Por Guilherme Franco
Muito se falou acerca de Moonlight – Sob a luz do luar, o filme foi ganhando repercussão e se tornou o segundo favorito ao Oscar, venceu o Globo de Ouro de Melhor Drama e conquistou a estatueta de Melhor Filme, por fim. Em uma sociedade de variadas paixões, umas descontroladas, outras acomodadas, a obra vem como uma dolorosa anestesia em cima de discursos “do bem”, geralmente estão cheios de hipocrisia, que apenas falseiam o preconceito ainda existente por trás dessa máscara.
O filme é dividido em três partes: i Little/ii Chiron/iii Black.

▸ **Registros fornecidos**
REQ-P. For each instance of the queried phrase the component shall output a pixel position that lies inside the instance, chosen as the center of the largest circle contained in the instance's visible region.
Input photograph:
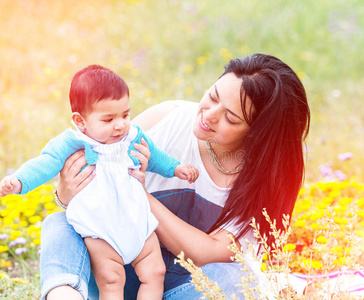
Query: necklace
(217, 163)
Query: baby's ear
(79, 121)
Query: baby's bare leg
(150, 268)
(108, 268)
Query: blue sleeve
(160, 162)
(43, 168)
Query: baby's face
(109, 120)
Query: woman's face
(220, 118)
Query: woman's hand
(71, 180)
(143, 156)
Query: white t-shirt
(199, 203)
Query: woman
(245, 137)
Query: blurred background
(175, 49)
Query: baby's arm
(186, 172)
(43, 168)
(9, 185)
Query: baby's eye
(229, 121)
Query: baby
(112, 212)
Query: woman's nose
(212, 114)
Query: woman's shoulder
(154, 114)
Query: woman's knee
(107, 277)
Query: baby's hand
(9, 185)
(186, 172)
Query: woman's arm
(177, 235)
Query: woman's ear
(79, 121)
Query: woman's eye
(212, 98)
(227, 119)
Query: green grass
(170, 49)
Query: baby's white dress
(113, 206)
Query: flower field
(176, 49)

▸ **Lista de tarefas**
1/ Informe quantas linhas dos registros contêm a palavra "woman", diferenciando maiúsculas de minúsculas. Responda somente com o número.
2/ Retome o texto sobre o filme Moonlight a partir do ponto em que ele termina.
Os registros não guardam relação com o texto.

▸ **Lista de respostas**
1/ 9

2/
Assim como Boyhood, Moonlight traz a narrativa do amadurecimento, aqui dividido em três atos, cada um representa uma fase da vida de Chiron. Uma criança sem pai, com uma mãe drogada e todo um contexto perigoso, tendo tem que escolher entre desafiar o destino pré-marcado de tráfico e criminalidade, ou encontrar o oxigênio para sair desse mar sufocante. ‘Little’ é a realidade de quando o personagem era apenas uma criança, começando a viver e descobrir o mundo de possibilidades que o envolve. ‘Chiron’ é o personagem em sua adolescência, com novas descobertas e obstáculos. Já ‘Black’ é quase que um epílogo onde o personagem já adulto e quase certo de suas escolhas retorna a muitos momentos de sua vida para rememorar e dar uma nova perspectivas a vários sentimentos.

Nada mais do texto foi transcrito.